### [Selected text]
* * *
Can neuroscience tell us anything about happiness? With so many people seemingly interested in how to be happy, great utility would exist in being able to measure the emotion objectively through neuroscientific methods. However, happiness can mean many different things and has thus historically been difficult to connect to an objective underlying neurobiology. While considerable progress has been made measuring these constructs of happiness through self-report, recent developments in neuroimaging and meta-analyses have begun to suggest progress in our ability to objectively measure the emotional experience of happiness. Yet, these recent findings are not without controversy. Much debate still exists around whether happiness can be examined as a discrete emotion or a part of a dimensional continuum. Researchers also contest whether happiness can be mapped onto the brain to a specific region or only examined as a part of a dynamic neural network. Below is an overview of the recent findings and debate. The article concludes by integrating these findings, discussing future directions, and taking the view that, unfortunately, we still have a ways to go before neuroscience can consistently identify states of happiness and meaningfully inform better paths toward its obtainment.

Scientists have primarily measured happiness up to now through subjective self-report across two aspects: hedonia (pleasure) and eudaimonia (meaning and a life well-lived).^[1] Researchers also examine happiness in positive affect, analyzing both the state (including physiology and neural substrates) and the subjective experience of emotion (involving cognition).^[2] Yet, debate exists among affective researchers on the biological nature of emotions, such as happiness, and how they should map onto the brain.

Some argue for a categorical approach, stipulating that happiness is one of a number of basic emotions, namely, anger, sadness, happiness, fear, and disgust.^[3] Basic emotion theorists take these discrete emotions to be innate, universal, and to have unique physiological patterns, facial expressions, and neural correlates.^[4] In other words, happiness should exist and be measurable in the brain distinct from the other basic emotions.

A recent meta-analysis by Vytal and Hamann (2010) provide some support for this approach to emotion research. In their analysis of 83 PET and FMRI neuroimaging studies from 1993 to 2008 with activation likelihood estimation, the researchers found that each of the five basic emotions was associated with a consistent and discrete set of neural correlates with regional brain activations.^[5]

In contrast to the basic emotions view, a dimensional approach claims these discrete emotions are instead categories or elaborated responses arising from more fundamental biological properties such as valence (degree of pleasantness) and arousal (level of intensity), often combined with cognitive processes such as appraisal.^[6] From this perspective, happiness would not be a biologically ingrained, innate emotion, but, the product of an emotional experience of high valence and, depending on cultural context, a reasonably high amount of arousal. Dimensional theorists would then be more interested in looking for the neural correlates of the dimensional axes (e.g., positive or negative valence) than the specific emotions.
* * *
### [Entries provided]
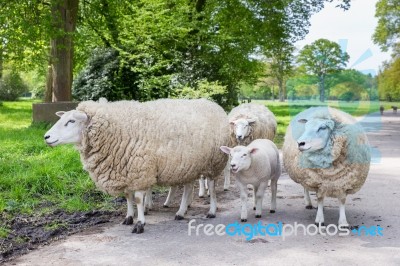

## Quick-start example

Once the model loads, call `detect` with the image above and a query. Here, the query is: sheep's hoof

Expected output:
[122,216,133,225]
[175,215,184,221]
[207,213,215,218]
[132,221,144,234]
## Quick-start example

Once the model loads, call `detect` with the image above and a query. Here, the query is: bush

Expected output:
[0,70,28,101]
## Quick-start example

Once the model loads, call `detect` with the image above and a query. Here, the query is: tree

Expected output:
[373,0,400,53]
[297,39,349,102]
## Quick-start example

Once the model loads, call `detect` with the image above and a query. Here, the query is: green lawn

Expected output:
[0,100,394,238]
[0,101,114,218]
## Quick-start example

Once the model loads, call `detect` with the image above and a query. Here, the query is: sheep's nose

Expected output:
[297,141,306,148]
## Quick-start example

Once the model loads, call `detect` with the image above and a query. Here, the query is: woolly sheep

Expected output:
[45,99,229,233]
[217,103,277,193]
[221,139,281,222]
[282,107,371,226]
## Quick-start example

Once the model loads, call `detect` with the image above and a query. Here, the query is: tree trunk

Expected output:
[278,79,285,102]
[319,76,325,102]
[46,0,79,102]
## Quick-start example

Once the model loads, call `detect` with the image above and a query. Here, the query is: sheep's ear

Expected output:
[56,111,65,117]
[250,148,258,154]
[72,111,88,121]
[246,118,257,125]
[219,146,232,154]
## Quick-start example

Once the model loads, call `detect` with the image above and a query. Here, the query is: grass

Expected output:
[0,101,112,228]
[0,100,394,238]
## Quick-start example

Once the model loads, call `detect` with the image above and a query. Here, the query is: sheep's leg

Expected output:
[207,178,217,218]
[255,182,268,218]
[188,184,194,208]
[144,188,153,215]
[315,197,324,225]
[224,160,231,191]
[339,196,349,227]
[304,188,312,210]
[199,176,206,198]
[122,192,135,225]
[175,183,193,220]
[236,182,247,222]
[132,191,146,234]
[269,179,278,213]
[163,186,178,208]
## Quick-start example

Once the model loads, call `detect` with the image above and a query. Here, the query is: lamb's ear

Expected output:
[56,111,65,117]
[325,120,335,130]
[250,148,258,154]
[219,146,232,154]
[246,118,257,125]
[72,111,88,121]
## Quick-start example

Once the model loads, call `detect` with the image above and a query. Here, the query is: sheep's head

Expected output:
[297,118,335,151]
[230,118,256,142]
[220,146,258,173]
[44,110,88,146]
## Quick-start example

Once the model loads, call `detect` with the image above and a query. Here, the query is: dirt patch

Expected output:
[0,210,121,263]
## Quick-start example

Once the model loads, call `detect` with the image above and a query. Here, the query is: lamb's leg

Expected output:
[304,188,312,210]
[175,183,193,220]
[269,179,278,213]
[132,191,146,234]
[122,192,135,225]
[199,176,206,198]
[207,178,217,218]
[255,182,268,218]
[144,188,153,214]
[163,186,178,208]
[236,182,247,222]
[224,160,231,191]
[315,197,324,225]
[339,196,349,227]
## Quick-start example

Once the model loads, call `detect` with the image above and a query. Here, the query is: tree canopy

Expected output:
[297,39,349,102]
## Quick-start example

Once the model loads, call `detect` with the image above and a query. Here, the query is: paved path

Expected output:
[7,113,400,266]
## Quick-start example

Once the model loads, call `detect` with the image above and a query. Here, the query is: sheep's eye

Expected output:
[65,120,75,126]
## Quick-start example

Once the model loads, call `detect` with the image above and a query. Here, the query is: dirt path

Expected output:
[6,113,400,266]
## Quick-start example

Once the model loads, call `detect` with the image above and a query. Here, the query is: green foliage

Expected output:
[378,58,400,101]
[297,39,349,102]
[0,70,28,101]
[373,0,400,53]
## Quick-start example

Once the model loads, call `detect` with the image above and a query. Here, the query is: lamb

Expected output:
[220,139,281,222]
[44,99,229,233]
[282,107,371,227]
[217,103,277,196]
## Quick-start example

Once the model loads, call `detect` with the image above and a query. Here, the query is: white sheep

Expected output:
[45,99,229,233]
[282,107,371,226]
[220,139,281,222]
[217,103,277,196]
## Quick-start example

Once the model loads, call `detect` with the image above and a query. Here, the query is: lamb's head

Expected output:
[220,146,258,173]
[230,118,256,142]
[297,118,335,152]
[44,110,88,146]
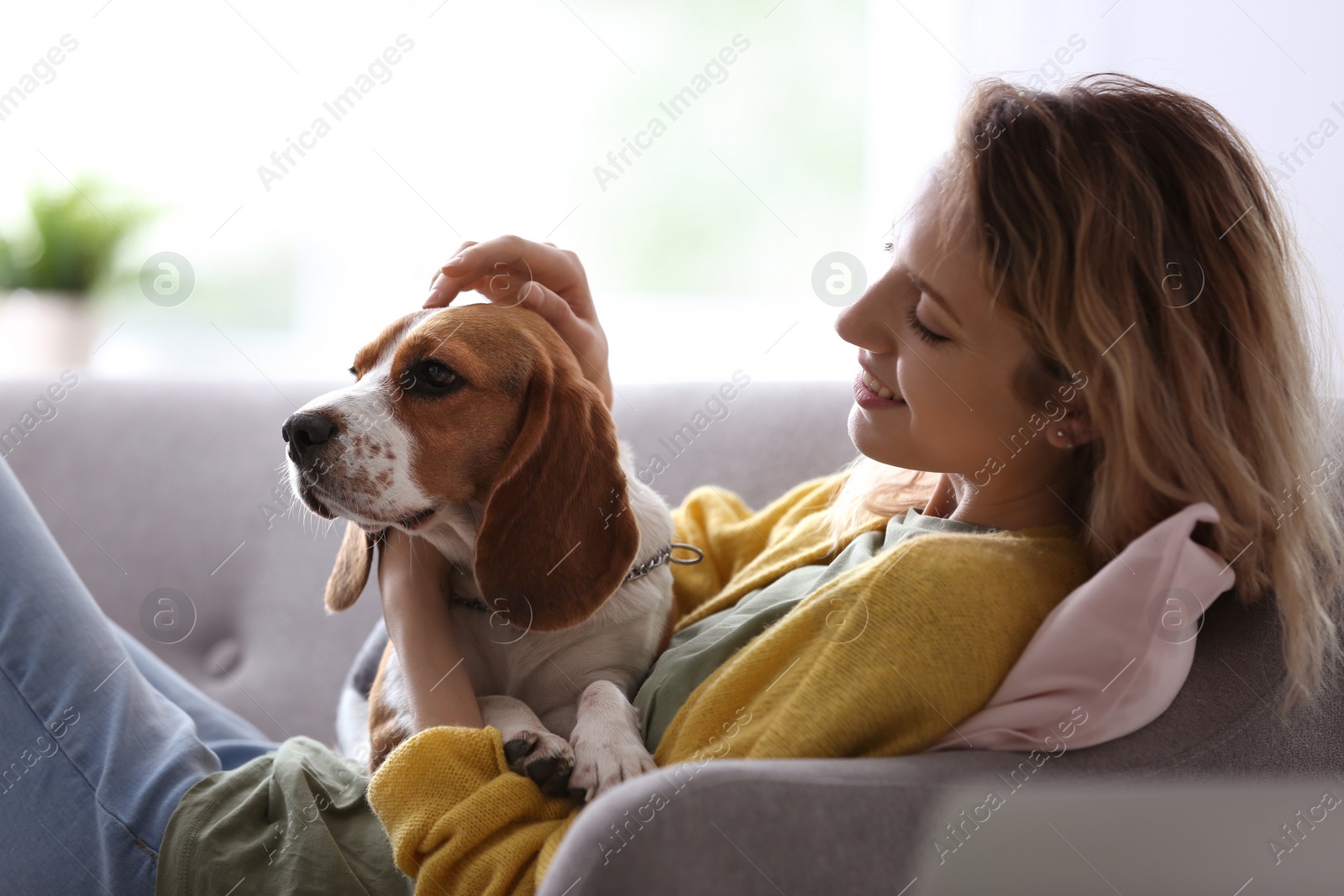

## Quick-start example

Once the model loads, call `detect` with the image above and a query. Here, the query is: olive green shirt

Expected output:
[634,508,1003,753]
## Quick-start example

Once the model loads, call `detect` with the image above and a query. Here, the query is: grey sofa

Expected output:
[0,378,1344,896]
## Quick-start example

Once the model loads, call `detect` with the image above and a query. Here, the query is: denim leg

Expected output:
[108,619,280,770]
[0,461,253,896]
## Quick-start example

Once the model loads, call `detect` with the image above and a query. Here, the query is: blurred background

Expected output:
[0,0,1344,392]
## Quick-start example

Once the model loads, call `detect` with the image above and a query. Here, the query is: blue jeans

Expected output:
[0,461,278,896]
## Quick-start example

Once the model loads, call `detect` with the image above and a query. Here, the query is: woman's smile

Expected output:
[853,368,906,411]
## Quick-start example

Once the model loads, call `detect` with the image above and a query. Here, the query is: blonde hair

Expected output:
[831,72,1344,710]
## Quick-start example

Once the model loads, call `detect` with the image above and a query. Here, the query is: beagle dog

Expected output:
[282,304,695,800]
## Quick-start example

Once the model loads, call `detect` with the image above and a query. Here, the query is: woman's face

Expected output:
[836,177,1063,486]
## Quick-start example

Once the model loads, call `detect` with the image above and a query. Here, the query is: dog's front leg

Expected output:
[570,679,657,802]
[475,696,574,797]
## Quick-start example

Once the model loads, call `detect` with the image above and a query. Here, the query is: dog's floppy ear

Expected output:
[472,345,640,631]
[323,522,381,612]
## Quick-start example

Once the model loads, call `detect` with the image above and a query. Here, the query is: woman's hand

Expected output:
[378,529,482,732]
[425,237,612,407]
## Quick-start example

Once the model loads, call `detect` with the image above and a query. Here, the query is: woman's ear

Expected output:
[323,522,381,612]
[472,345,640,631]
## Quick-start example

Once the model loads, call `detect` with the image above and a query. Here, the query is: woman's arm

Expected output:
[368,531,582,896]
[378,529,481,732]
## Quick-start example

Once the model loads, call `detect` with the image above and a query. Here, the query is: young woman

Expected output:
[0,76,1344,893]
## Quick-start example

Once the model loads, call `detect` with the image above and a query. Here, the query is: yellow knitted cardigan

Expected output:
[368,475,1087,896]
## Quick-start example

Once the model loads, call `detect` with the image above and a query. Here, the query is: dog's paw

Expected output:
[504,730,574,797]
[570,735,657,802]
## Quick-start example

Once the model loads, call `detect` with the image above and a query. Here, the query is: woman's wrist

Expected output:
[378,532,482,732]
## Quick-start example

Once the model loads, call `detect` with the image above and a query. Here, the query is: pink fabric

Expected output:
[929,501,1236,752]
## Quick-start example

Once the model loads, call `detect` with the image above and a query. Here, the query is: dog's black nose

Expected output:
[280,411,336,464]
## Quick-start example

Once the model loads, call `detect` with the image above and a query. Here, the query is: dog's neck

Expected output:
[415,501,486,599]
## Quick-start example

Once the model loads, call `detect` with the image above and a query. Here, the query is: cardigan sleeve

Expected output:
[368,535,1087,896]
[672,475,840,618]
[368,726,582,896]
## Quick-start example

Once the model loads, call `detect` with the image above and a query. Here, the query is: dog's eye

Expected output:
[401,358,462,395]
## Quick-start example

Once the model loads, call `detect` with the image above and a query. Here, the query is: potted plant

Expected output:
[0,176,148,372]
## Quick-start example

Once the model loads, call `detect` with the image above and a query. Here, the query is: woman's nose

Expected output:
[835,278,896,354]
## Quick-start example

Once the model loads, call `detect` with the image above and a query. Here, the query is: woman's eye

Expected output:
[906,302,952,345]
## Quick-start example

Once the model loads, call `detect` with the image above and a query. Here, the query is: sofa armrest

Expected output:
[539,751,1020,896]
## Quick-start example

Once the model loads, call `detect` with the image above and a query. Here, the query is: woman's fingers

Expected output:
[425,237,596,320]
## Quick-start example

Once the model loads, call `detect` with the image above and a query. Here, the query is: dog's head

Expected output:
[282,305,640,631]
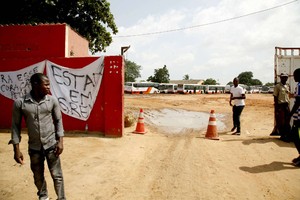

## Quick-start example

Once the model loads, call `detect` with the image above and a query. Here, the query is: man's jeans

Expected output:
[29,146,66,200]
[232,106,245,132]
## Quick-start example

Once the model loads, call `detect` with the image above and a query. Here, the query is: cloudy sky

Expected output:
[102,0,300,84]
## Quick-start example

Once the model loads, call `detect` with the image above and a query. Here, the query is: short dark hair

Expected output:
[30,73,47,85]
[294,68,300,80]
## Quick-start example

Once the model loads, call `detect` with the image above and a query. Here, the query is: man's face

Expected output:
[280,76,288,84]
[233,78,239,87]
[38,78,50,96]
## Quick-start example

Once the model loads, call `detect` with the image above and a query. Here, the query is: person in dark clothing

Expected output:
[290,68,300,167]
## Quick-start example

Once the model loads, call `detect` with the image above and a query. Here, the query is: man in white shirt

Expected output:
[229,78,246,135]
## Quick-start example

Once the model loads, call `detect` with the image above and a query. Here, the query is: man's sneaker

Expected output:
[39,197,49,200]
[292,156,300,164]
[232,131,241,135]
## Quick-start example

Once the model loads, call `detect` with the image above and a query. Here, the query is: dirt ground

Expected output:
[0,94,300,200]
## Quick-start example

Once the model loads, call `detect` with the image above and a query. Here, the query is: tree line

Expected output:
[125,60,274,86]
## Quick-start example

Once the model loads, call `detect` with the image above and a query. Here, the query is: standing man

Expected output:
[290,68,300,167]
[9,73,66,200]
[229,77,246,135]
[271,73,291,142]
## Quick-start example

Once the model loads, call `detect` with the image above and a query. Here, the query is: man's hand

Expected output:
[14,150,24,165]
[55,137,64,157]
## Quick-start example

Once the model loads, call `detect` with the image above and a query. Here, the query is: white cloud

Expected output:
[102,0,300,84]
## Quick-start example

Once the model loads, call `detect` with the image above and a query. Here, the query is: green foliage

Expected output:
[147,65,170,83]
[265,82,274,86]
[203,78,217,85]
[238,72,253,85]
[125,60,142,82]
[0,0,118,54]
[251,79,262,85]
[226,81,233,85]
[183,74,190,80]
[234,72,263,86]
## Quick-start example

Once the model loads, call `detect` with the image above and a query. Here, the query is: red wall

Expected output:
[0,24,89,58]
[0,56,124,137]
[0,24,124,137]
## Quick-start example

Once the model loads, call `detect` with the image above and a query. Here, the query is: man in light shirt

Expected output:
[229,78,246,135]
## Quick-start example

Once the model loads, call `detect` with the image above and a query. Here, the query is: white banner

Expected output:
[46,56,104,121]
[0,61,45,100]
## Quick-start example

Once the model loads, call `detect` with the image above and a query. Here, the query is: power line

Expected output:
[114,0,298,38]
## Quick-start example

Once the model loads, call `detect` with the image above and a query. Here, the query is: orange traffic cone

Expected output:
[134,108,146,134]
[205,110,219,140]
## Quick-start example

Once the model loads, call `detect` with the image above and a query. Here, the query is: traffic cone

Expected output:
[134,108,146,134]
[205,110,219,140]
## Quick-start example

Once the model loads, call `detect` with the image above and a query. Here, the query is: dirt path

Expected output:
[0,94,300,200]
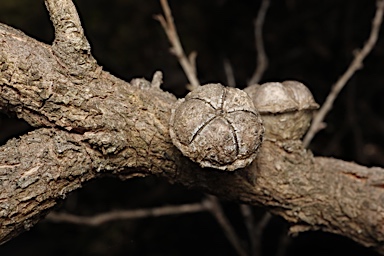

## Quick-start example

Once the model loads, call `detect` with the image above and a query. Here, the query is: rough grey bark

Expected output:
[0,0,384,254]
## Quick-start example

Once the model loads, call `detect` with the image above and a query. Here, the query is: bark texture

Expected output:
[0,0,384,254]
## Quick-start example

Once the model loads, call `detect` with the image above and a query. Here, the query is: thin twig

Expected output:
[46,201,208,226]
[248,0,270,85]
[155,0,200,88]
[303,0,384,147]
[205,196,247,256]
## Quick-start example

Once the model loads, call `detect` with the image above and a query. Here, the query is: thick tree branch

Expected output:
* * *
### [Exercise set]
**a.** Repeat word for word the part of the happiness text from "Some argue for" to "other basic emotions.".
**b.** For each statement below, answer yes or no according to the happiness text, and quote the words that decide it. (i) The meta-analysis by Vytal and Hamann covered 83 PET and fMRI studies from 1993 to 2008. (ii) The basic emotions listed in the happiness text include surprise. (iii) Dimensional theorists care more about the neural correlates of specific emotions than about those of the dimensional axes.

### [Your responses]
**a.**
Some argue for a categorical approach, stipulating that happiness is one of a number of basic emotions, namely, anger, sadness, happiness, fear, and disgust.^[3] Basic emotion theorists take these discrete emotions to be innate, universal, and to have unique physiological patterns, facial expressions, and neural correlates.^[4] In other words, happiness should exist and be measurable in the brain distinct from the other basic emotions.

**b.**
(i) Yes: "83 PET and FMRI neuroimaging studies from 1993 to 2008"
(ii) No: "namely, anger, sadness, happiness, fear, and disgust"
(iii) No: "more interested in looking for the neural correlates of the dimensional axes (e.g., positive or negative valence) than the specific emotions"